___ Data for review

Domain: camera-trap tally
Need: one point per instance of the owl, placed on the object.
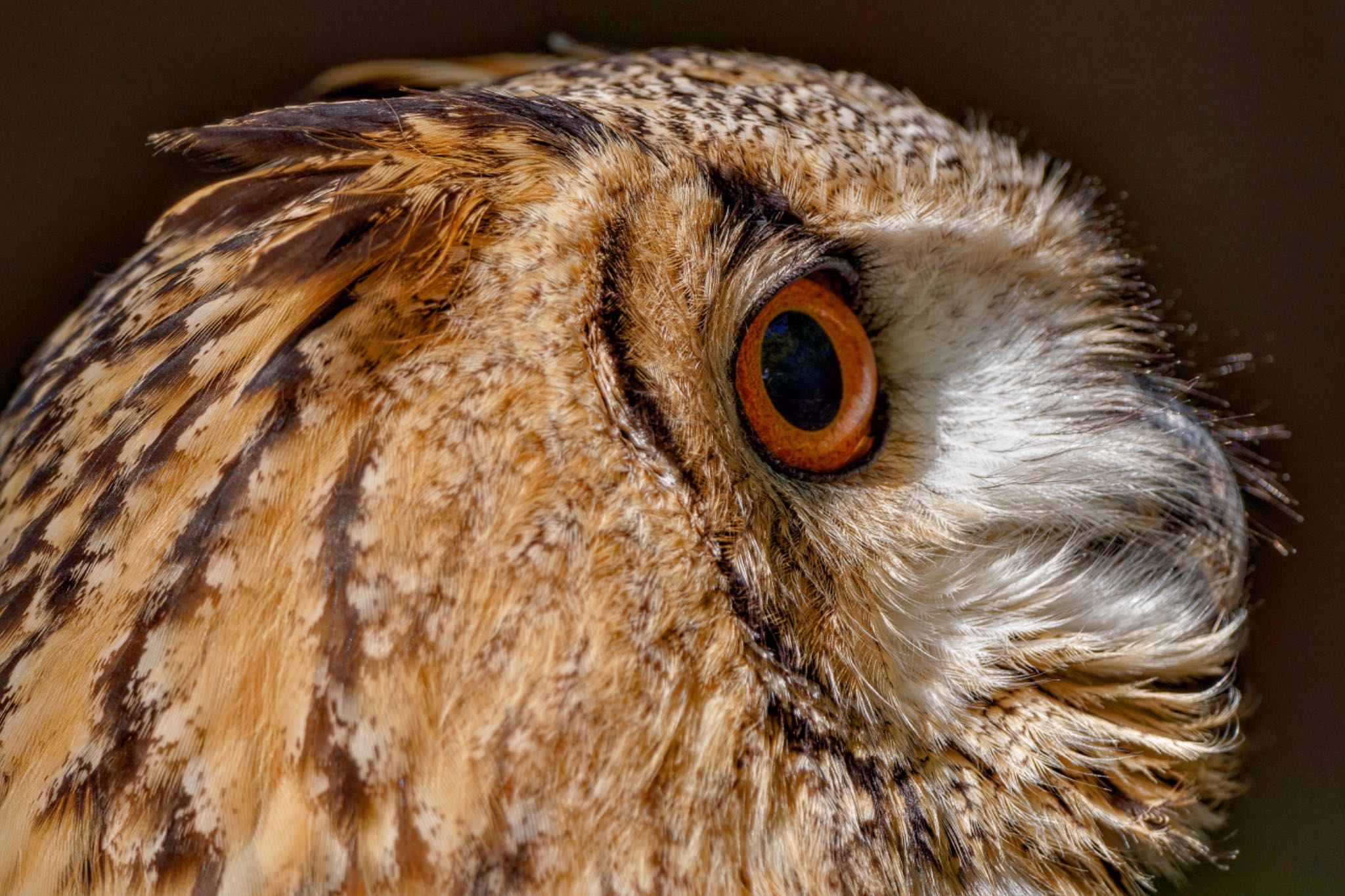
(658, 473)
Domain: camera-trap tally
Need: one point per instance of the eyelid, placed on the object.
(825, 293)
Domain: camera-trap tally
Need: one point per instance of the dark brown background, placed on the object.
(1219, 129)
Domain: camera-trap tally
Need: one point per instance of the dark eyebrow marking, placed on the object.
(753, 214)
(612, 326)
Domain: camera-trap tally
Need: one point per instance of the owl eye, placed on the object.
(806, 379)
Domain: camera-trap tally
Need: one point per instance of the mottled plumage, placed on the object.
(386, 524)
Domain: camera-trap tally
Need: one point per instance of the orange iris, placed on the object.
(806, 378)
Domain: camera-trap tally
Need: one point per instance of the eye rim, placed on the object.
(843, 280)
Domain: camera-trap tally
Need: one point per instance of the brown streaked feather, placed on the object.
(384, 527)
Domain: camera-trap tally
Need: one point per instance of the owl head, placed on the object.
(676, 472)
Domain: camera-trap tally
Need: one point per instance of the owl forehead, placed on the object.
(744, 109)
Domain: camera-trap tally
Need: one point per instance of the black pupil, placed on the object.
(801, 371)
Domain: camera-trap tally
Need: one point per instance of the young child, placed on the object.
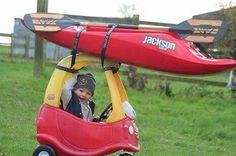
(80, 104)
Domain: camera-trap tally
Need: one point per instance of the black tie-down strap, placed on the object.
(69, 70)
(104, 47)
(75, 44)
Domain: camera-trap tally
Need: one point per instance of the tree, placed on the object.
(127, 10)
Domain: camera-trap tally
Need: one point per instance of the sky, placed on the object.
(166, 11)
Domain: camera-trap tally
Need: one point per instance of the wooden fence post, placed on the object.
(42, 6)
(27, 46)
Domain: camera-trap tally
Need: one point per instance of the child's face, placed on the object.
(83, 94)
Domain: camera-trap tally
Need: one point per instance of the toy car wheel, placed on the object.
(44, 150)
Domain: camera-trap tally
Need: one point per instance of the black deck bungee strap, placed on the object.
(105, 43)
(74, 48)
(69, 70)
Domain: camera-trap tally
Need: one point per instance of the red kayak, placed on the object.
(157, 49)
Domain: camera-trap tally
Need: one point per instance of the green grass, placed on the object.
(197, 120)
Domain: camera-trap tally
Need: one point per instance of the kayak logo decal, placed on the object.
(160, 43)
(45, 21)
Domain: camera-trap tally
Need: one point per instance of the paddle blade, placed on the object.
(47, 22)
(201, 31)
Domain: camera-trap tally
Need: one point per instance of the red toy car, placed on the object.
(62, 134)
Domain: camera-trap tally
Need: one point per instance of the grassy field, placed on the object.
(197, 120)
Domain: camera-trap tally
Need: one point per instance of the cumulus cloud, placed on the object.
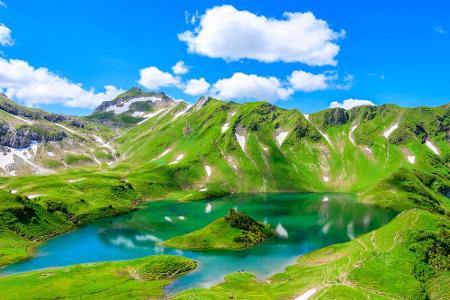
(308, 82)
(195, 87)
(350, 103)
(5, 36)
(153, 78)
(231, 34)
(21, 81)
(180, 68)
(244, 86)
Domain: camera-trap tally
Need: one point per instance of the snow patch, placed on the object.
(281, 231)
(150, 115)
(350, 135)
(162, 154)
(179, 114)
(241, 141)
(225, 127)
(281, 136)
(388, 132)
(432, 147)
(208, 170)
(178, 159)
(68, 129)
(306, 295)
(122, 107)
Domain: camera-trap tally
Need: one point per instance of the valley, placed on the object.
(60, 172)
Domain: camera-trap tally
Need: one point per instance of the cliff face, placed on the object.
(24, 136)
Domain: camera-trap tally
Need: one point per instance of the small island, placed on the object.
(235, 231)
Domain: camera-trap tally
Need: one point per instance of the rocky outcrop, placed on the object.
(24, 136)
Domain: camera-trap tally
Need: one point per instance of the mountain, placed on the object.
(36, 142)
(131, 108)
(143, 146)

______

§ Aim of the task: Output the line that contains "Need: one point per instance of the paddle" and every subsequent line through the end of the entries, exactly as given, without pictures.

§ Exercise answer:
Need: one point per instance of the paddle blade, placed on the object.
(47, 22)
(201, 31)
Domain: camera-trap tally
Need: one point per instance of the red toy car, placed on the object.
(62, 134)
Domain: camera-trap tally
Need: one point per instance of the grassy field, placed on the object.
(197, 120)
Domain: camera-trap tally
Need: one point per instance of the cumulus cloud, placed on the object.
(308, 82)
(195, 87)
(350, 103)
(5, 36)
(153, 78)
(231, 34)
(21, 81)
(180, 68)
(244, 86)
Domain: camera-trap tally
Need: one point per instance of the snow patch, placed on the object.
(281, 231)
(150, 115)
(350, 135)
(162, 154)
(179, 114)
(241, 141)
(225, 127)
(281, 136)
(388, 132)
(432, 147)
(208, 170)
(178, 159)
(68, 129)
(306, 295)
(122, 107)
Domain: camera-trap tally
Need: one point per instance of the valley, placed on the object.
(60, 172)
Domain: camera-trap tally
Need: one point per instance of the cliff face, placed on the object.
(24, 136)
Domain: camera-trap tally
Need: one point per instance of the small island, placed on the object.
(235, 231)
Domain: camera-trap tally
Need: one point per instance of the rocky outcrop, placed on the object.
(24, 136)
Domain: camera-trap tally
Need: one point per instance of the mountain, placed on the object.
(36, 142)
(131, 108)
(143, 146)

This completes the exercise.